— START OF DATASET EXCERPTS —
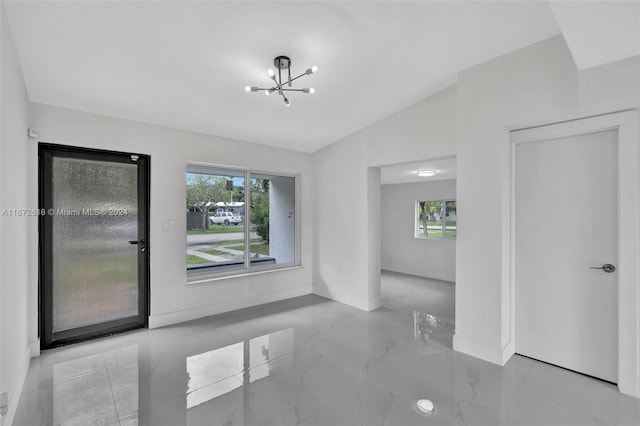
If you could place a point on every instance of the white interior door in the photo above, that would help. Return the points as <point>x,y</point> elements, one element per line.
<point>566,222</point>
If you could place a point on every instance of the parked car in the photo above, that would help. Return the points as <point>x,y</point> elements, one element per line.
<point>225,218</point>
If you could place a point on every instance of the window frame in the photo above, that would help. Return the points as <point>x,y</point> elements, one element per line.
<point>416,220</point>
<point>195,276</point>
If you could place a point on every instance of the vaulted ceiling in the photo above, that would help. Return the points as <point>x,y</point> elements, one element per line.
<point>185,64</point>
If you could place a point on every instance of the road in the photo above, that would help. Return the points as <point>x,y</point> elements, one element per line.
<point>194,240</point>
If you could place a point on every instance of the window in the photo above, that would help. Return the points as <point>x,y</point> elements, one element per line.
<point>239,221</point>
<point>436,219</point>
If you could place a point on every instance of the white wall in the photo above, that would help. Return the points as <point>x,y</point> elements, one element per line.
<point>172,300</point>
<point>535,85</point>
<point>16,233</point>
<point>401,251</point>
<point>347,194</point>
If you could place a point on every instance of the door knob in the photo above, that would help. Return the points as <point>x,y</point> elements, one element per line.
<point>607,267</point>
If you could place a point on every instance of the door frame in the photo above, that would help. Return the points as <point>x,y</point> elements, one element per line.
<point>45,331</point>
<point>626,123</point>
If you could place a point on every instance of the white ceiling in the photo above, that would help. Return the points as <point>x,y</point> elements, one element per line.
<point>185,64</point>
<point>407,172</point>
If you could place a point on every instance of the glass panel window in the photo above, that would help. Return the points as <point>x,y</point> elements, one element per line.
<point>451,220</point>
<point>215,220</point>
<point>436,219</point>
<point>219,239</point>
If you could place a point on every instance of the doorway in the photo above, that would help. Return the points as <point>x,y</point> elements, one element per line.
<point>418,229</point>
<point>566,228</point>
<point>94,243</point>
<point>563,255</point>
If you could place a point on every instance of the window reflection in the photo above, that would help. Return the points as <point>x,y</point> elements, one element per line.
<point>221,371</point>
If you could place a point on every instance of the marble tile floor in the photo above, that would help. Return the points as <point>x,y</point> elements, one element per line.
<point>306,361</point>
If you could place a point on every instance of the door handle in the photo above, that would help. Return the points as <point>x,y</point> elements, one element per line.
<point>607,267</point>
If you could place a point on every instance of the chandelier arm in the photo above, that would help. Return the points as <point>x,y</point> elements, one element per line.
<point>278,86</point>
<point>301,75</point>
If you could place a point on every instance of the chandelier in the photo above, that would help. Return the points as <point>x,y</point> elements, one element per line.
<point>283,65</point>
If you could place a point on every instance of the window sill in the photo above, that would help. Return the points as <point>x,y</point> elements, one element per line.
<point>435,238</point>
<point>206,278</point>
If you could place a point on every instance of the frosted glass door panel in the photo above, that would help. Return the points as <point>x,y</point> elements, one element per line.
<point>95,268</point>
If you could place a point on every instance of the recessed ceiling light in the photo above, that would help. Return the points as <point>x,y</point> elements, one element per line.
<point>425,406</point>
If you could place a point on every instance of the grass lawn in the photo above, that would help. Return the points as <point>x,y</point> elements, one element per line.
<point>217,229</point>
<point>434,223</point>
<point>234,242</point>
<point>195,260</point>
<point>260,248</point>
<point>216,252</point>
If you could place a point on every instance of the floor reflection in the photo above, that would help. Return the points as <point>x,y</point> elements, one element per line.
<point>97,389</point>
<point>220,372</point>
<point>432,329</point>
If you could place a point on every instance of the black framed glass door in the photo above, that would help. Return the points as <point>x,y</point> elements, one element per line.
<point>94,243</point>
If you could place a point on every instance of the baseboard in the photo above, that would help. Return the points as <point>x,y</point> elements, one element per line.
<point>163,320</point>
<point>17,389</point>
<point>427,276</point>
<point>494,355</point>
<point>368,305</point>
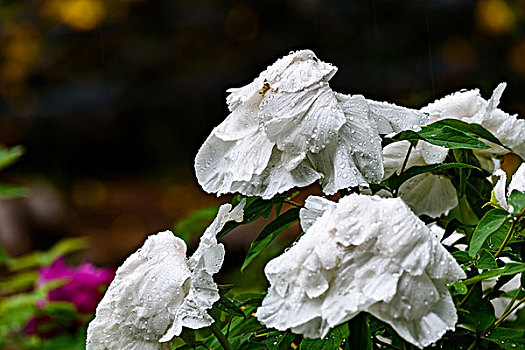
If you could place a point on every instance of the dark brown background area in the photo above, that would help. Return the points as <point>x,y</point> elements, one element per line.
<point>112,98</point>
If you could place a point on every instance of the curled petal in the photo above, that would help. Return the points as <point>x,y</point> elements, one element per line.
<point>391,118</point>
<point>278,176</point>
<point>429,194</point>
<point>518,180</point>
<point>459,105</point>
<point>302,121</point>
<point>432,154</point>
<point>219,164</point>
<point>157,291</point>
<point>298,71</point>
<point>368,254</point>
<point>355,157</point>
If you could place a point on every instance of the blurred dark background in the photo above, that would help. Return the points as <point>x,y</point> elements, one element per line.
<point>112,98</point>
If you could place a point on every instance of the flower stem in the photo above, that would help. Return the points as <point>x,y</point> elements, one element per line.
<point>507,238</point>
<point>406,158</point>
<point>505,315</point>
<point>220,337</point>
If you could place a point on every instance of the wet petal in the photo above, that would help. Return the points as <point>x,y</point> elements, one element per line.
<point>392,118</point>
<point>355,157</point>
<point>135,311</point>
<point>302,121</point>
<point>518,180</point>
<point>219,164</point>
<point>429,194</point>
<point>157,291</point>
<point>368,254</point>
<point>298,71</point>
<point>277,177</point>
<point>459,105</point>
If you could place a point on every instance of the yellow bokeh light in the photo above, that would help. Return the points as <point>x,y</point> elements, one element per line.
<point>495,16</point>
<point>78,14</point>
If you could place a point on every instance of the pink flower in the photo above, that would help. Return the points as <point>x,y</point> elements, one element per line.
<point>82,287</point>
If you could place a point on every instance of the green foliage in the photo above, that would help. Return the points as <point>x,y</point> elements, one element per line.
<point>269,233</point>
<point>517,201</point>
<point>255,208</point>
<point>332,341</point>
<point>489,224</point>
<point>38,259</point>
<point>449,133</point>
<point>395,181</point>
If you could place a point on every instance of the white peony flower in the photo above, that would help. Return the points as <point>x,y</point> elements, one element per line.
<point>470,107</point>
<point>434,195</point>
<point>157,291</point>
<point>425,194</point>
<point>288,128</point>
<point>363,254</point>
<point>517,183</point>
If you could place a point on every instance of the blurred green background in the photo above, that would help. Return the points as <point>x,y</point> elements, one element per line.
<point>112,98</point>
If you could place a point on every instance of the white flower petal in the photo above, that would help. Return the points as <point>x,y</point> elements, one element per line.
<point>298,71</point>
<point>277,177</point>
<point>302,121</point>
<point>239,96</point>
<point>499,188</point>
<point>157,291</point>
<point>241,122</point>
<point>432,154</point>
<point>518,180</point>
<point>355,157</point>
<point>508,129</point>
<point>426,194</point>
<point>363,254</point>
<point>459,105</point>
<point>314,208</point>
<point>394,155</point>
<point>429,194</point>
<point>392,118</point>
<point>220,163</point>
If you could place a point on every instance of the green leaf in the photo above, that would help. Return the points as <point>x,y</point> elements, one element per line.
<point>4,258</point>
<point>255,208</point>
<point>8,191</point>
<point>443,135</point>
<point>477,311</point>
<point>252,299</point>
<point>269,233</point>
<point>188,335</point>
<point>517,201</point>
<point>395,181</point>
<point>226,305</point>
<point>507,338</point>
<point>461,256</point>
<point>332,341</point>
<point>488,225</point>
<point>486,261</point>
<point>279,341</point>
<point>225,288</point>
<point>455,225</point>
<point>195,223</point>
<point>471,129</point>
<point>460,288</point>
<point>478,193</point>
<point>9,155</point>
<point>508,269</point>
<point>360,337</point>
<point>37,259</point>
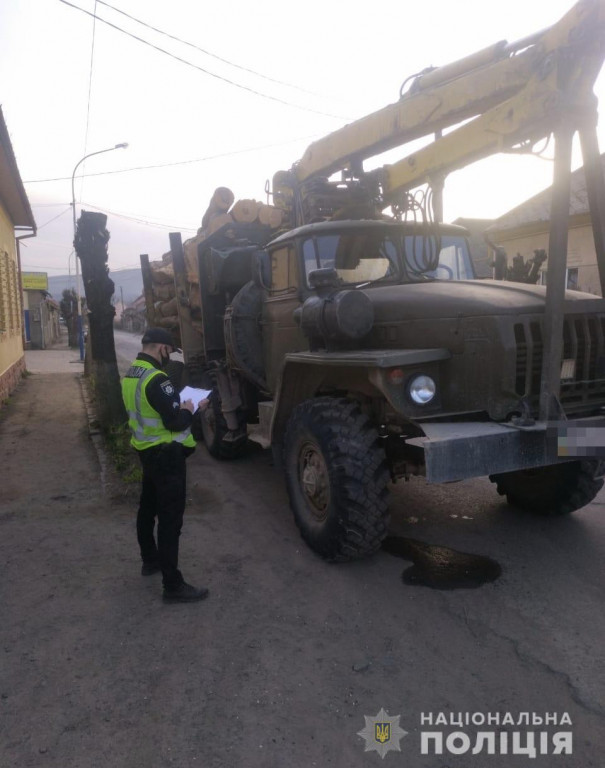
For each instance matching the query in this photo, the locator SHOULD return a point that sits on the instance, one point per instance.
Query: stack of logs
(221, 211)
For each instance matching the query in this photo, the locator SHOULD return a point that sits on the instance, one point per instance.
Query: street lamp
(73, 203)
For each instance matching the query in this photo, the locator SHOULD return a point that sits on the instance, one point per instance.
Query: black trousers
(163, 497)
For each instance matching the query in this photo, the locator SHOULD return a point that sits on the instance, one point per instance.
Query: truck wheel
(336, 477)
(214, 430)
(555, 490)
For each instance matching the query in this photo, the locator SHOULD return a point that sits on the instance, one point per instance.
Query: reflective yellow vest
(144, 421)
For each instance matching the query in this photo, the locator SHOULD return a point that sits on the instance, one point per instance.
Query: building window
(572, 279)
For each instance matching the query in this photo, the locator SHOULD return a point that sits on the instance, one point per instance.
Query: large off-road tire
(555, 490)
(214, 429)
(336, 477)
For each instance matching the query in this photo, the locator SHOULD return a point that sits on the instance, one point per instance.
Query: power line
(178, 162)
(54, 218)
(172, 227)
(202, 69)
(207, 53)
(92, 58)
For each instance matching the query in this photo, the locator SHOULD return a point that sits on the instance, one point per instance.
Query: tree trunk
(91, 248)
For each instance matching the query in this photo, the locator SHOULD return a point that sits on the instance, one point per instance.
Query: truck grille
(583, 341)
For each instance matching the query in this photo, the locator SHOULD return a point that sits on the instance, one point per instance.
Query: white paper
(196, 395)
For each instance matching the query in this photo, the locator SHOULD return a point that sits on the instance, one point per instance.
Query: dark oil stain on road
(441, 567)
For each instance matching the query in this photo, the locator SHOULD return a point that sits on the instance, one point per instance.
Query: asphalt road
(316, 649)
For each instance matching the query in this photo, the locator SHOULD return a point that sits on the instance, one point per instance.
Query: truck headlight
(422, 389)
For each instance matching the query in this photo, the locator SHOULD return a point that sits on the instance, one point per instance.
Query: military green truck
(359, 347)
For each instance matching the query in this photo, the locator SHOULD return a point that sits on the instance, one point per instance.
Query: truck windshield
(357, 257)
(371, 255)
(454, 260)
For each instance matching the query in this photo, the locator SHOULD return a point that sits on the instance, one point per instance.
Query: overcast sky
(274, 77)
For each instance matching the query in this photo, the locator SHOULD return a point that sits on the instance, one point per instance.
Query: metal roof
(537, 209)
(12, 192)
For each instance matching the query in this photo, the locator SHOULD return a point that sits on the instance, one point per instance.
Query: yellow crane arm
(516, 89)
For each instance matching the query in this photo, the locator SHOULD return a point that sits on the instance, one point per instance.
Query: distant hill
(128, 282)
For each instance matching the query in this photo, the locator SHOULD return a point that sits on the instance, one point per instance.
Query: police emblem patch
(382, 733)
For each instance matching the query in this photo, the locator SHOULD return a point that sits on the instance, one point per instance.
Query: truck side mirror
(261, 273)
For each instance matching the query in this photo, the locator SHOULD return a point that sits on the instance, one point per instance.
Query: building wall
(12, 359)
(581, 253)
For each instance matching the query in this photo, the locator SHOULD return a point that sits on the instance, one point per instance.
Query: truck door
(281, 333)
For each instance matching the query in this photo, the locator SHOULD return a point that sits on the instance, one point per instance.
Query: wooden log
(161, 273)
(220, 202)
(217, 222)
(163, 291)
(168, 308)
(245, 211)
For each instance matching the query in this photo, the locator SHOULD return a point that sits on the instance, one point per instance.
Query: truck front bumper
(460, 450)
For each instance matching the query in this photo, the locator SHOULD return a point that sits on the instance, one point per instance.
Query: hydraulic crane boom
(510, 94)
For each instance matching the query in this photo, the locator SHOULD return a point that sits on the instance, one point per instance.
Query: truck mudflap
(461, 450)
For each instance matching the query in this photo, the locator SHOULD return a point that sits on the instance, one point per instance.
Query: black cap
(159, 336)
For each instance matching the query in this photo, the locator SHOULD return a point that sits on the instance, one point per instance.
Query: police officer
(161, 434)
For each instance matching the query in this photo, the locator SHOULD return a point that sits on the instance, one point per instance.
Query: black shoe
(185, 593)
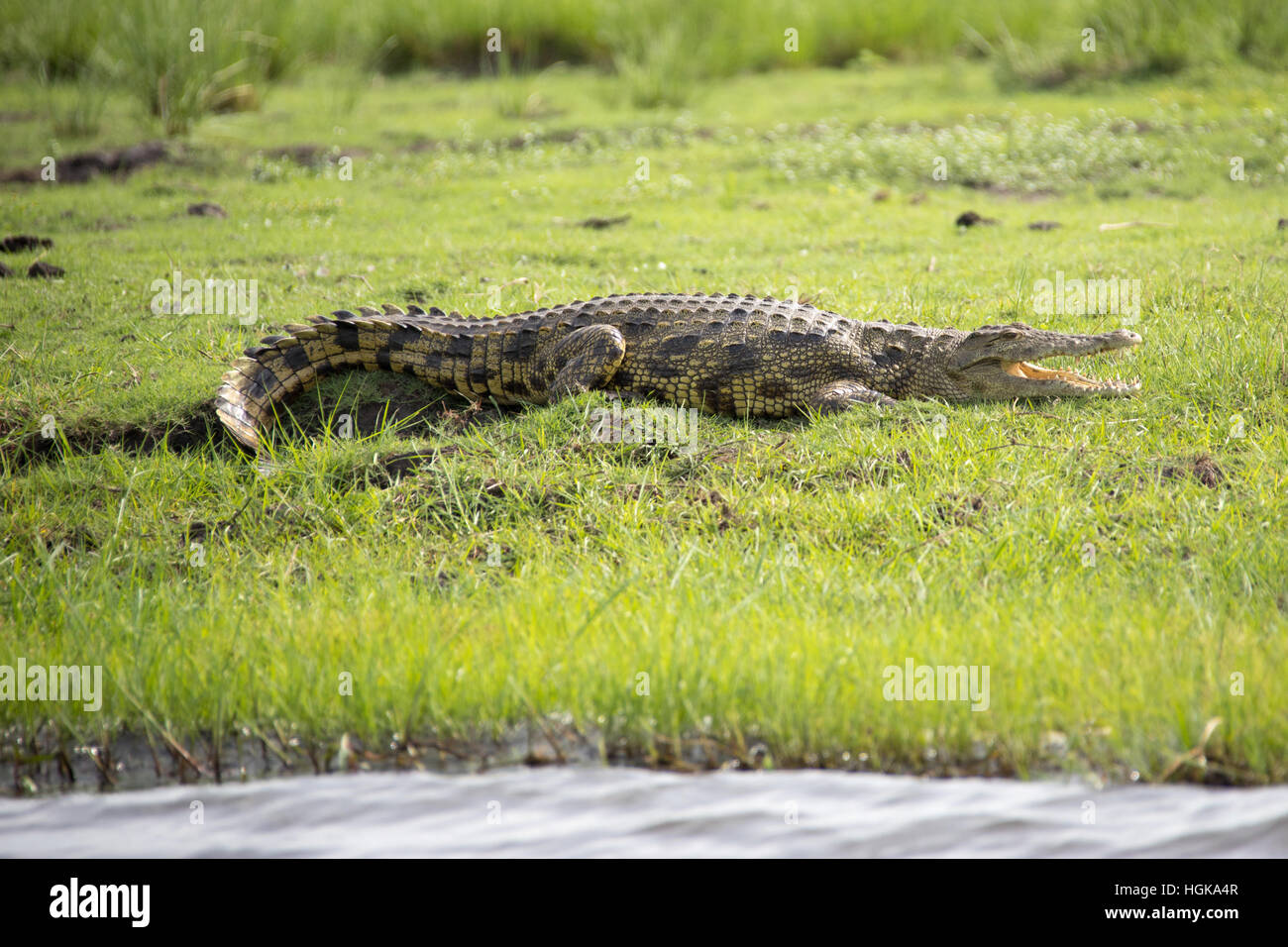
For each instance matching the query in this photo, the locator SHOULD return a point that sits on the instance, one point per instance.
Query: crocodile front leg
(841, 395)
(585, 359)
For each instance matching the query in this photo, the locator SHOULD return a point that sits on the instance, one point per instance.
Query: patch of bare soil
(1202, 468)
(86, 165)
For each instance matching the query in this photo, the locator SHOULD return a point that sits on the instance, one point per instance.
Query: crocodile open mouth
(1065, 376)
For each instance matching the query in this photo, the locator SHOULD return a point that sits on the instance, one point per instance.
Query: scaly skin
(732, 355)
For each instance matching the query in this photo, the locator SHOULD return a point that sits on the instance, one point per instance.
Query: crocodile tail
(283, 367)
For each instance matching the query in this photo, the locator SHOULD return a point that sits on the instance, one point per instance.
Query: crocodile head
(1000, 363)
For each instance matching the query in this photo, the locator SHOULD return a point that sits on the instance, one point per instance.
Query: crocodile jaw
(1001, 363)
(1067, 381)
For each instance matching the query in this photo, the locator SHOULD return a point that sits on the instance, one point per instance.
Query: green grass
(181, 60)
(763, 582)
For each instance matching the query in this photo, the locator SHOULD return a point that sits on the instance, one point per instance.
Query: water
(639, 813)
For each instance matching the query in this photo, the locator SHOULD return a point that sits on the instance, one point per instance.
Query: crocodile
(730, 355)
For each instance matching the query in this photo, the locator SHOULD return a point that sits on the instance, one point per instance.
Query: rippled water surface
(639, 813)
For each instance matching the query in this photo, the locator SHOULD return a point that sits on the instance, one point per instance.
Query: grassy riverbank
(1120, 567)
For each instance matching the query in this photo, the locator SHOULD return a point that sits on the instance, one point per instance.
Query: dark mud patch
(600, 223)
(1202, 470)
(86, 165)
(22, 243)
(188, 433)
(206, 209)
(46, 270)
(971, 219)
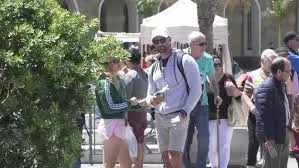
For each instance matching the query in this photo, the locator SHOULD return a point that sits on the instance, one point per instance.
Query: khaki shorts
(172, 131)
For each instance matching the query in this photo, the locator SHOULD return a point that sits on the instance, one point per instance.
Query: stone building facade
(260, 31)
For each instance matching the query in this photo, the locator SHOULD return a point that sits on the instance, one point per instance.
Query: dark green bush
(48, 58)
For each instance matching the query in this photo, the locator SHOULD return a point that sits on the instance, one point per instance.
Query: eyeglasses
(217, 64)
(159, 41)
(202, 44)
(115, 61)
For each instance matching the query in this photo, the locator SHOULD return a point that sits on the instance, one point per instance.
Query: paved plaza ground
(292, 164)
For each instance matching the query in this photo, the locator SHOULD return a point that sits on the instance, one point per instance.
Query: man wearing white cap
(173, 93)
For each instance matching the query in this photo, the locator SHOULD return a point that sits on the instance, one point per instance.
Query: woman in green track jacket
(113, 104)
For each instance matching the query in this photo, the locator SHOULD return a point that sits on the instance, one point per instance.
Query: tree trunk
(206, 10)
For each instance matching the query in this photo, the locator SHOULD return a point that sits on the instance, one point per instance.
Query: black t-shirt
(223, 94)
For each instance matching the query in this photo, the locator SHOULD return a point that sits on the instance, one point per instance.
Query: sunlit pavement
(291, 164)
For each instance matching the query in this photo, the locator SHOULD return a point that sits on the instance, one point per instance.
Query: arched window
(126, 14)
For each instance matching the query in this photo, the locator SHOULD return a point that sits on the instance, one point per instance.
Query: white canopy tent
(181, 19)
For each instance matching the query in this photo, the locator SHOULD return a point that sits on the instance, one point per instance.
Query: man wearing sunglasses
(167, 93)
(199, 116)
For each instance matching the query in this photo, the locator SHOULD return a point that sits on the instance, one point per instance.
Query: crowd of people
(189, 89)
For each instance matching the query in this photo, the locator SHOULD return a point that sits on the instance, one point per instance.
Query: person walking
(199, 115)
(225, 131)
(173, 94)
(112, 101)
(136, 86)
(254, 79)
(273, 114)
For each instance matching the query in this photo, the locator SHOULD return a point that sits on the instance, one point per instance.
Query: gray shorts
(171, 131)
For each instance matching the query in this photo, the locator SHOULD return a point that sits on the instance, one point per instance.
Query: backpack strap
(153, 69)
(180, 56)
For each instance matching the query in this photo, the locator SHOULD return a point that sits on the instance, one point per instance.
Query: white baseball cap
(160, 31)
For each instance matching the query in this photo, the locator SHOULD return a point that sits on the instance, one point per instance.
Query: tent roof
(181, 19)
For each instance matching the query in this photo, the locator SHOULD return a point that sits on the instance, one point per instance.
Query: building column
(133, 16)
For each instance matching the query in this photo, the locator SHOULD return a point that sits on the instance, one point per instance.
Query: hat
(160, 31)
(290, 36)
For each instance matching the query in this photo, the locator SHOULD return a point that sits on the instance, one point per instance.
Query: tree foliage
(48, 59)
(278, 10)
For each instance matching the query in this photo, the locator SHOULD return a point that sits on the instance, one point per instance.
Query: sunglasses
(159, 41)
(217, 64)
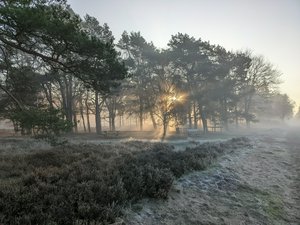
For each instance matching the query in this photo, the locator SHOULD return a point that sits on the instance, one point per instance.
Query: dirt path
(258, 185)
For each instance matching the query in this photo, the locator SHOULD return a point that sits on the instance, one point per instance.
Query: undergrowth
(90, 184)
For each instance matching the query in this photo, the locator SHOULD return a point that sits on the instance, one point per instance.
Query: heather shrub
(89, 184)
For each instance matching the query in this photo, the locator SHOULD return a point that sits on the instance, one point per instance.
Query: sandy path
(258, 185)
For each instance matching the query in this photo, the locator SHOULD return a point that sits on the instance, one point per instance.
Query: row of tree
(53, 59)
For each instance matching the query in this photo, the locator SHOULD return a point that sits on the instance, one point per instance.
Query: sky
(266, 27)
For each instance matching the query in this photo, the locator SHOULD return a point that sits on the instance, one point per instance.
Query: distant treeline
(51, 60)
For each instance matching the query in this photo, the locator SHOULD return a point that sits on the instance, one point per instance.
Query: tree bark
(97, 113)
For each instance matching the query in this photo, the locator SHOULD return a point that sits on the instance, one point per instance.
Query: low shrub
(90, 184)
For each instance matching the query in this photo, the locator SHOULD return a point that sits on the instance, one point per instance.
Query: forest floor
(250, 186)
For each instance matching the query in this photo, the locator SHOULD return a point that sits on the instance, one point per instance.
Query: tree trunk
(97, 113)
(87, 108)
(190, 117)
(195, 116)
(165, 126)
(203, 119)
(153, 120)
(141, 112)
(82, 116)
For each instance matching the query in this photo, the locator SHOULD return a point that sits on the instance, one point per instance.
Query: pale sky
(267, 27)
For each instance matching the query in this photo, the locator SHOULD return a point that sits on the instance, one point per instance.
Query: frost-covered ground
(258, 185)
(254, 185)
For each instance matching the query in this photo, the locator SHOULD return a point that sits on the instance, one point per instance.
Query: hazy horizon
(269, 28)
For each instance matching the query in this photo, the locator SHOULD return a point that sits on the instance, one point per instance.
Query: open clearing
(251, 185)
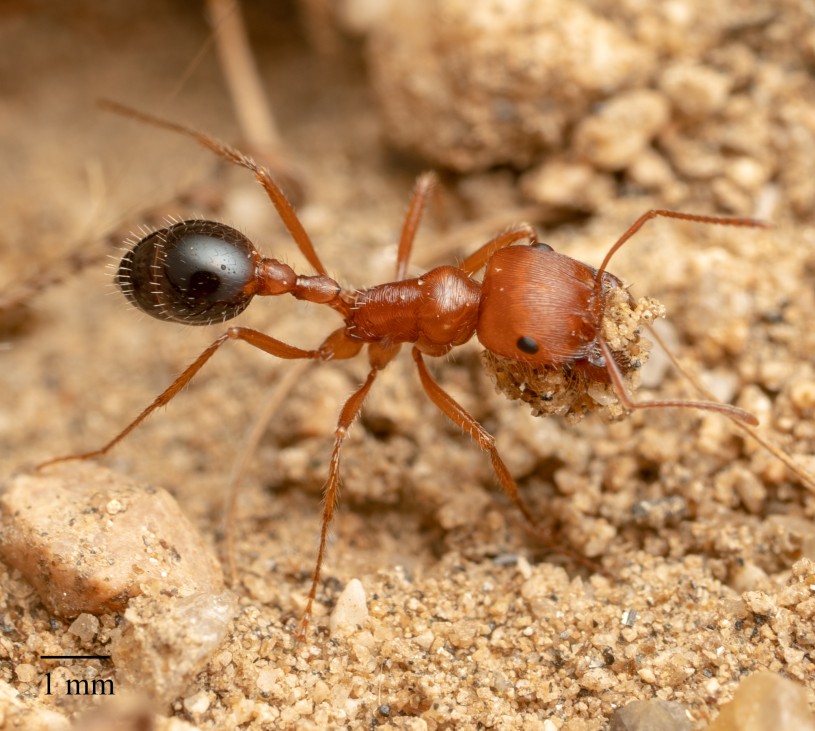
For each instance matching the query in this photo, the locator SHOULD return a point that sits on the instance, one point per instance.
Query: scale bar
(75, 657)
— END OF DATASET EXCERPTS —
§ **SHORT EXERCISE**:
Copy the rows above, word for word, from the line containing "of the parked" through the line containing "<point>194,240</point>", both included.

§ **WRITTEN ANSWER**:
If you could place a point on every instance of the parked car in the photo above, that would help. Return the points as <point>x,y</point> elements, one element per line.
<point>225,218</point>
If you could place a point on every instance of the window frame in the photo above, that would help. Return the points as <point>x,y</point> elements, one element per line.
<point>416,220</point>
<point>195,276</point>
If you could place a point on every instance of the vaulted ceiling in the photo above, that would help. Return the points as <point>x,y</point> elements, one element per line.
<point>185,64</point>
If you could place a point on every instance of the road in the photo above, that would help. Return the points as <point>x,y</point> elements, one element per line.
<point>194,240</point>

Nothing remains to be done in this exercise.